** TASK STATEMENT **
Count the lines of the material below that contain the string "query". Reply with the number alone.

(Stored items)

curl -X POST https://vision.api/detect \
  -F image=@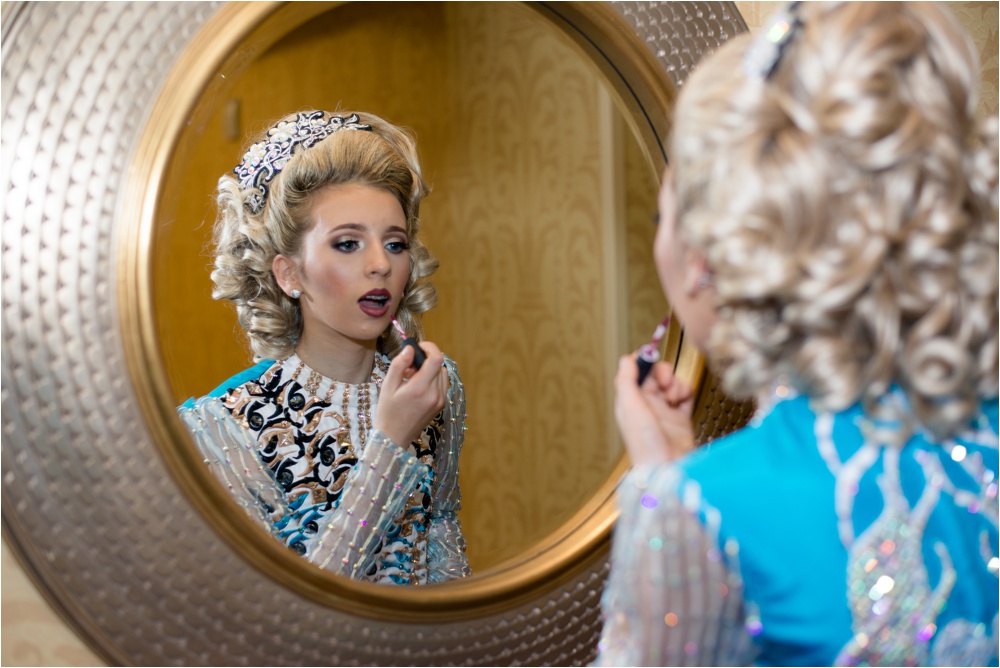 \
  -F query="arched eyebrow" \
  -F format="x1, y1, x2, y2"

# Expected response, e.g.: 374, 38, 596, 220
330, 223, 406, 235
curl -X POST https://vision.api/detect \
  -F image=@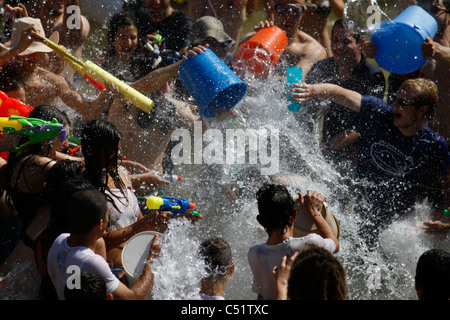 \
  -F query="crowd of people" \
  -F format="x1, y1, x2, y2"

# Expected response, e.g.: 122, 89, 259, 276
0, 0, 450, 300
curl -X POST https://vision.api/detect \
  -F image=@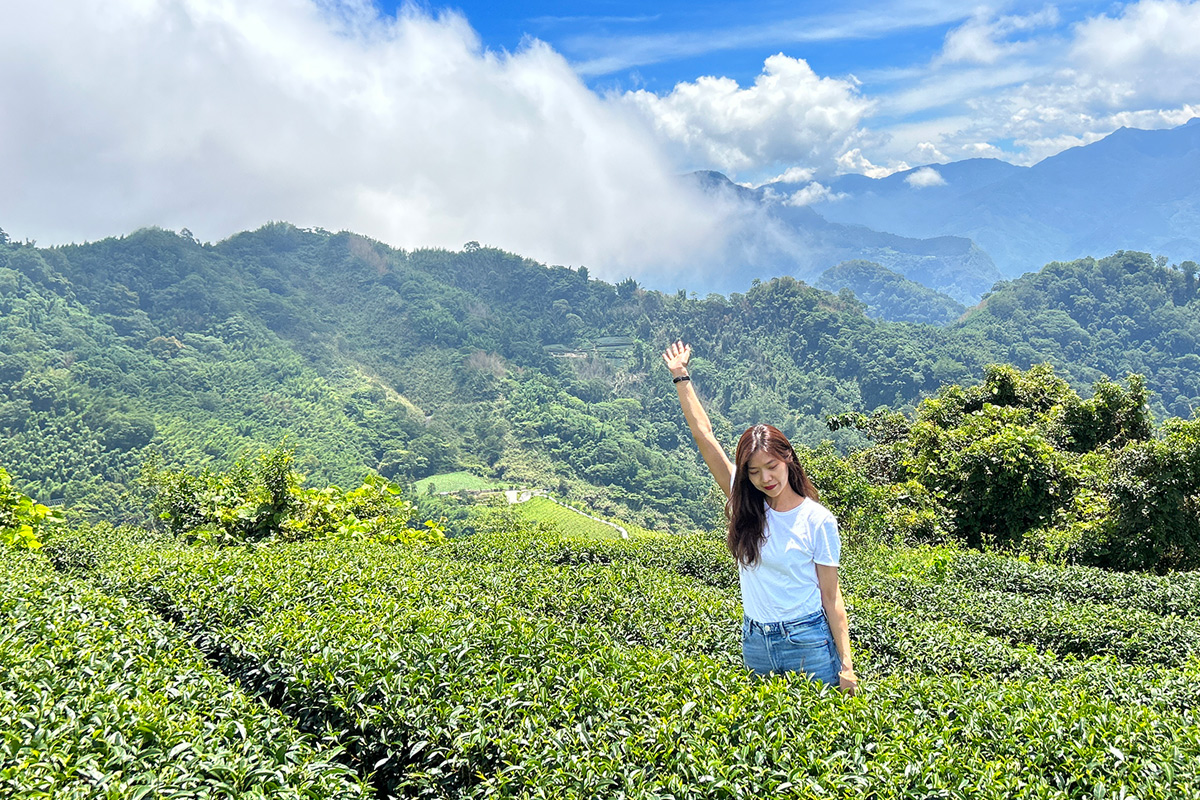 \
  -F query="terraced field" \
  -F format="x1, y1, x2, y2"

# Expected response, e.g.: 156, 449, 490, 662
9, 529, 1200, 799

** EXERCISE OUTPUT **
3